Crit Care. 2015;19(1):439

Authors: Riché F, Gayat E, Barthélémy R, Le Dorze M, Matéo J, Payen D

INTRODUCTION: Septic shock is one of the most frequent causes of admission to the intensive care unit (ICU) and is associated with a poor prognosis. Early and late death in septic shock should be distinguished because they may involve different underlying mechanisms. In various conditions, the neutrophil-to-lymphocyte count ratio (NLCR) has been described as an easily measurable parameter to express injury severity. In the present study, we investigated whether the timing of death was related to a particular NLCR.
METHODS: We conducted a prospective, single-center, observational study that included consecutive septic shock patients. Severity scores, early (before day 5) or late (on or after day 5 of septic shock onset) ICU mortality, and daily leukocyte counts were collected during the ICU stay. We assessed the association between leukocyte counts at admission and their evolution during the first 5 days with early or late death. The association between patient characteristics (including cell counts) and prognosis was estimated using Cox proportional cause-specific hazards models.

Your instructions.
Reproduce the septic shock abstract word for word from "INTRODUCTION: Septic shock" to "a particular NLCR.". The listing that comes next has nothing to do with the septic shock abstract.

Data extract.
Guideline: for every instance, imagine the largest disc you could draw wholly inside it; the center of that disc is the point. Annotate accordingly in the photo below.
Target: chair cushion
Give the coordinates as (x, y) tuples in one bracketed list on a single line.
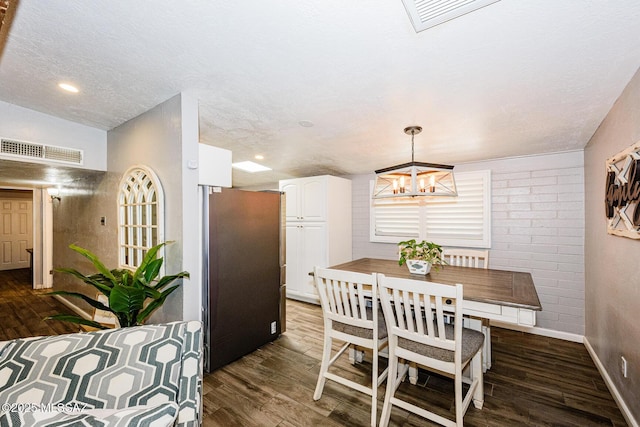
[(471, 342), (363, 332)]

Completed exercise.
INTRODUCTION: Septic shock is one of the most frequent causes of admission to the intensive care unit (ICU) and is associated with a poor prognosis. Early and late death in septic shock should be distinguished because they may involve different underlying mechanisms. In various conditions, the neutrophil-to-lymphocyte count ratio (NLCR) has been described as an easily measurable parameter to express injury severity. In the present study, we investigated whether the timing of death was related to a particular NLCR.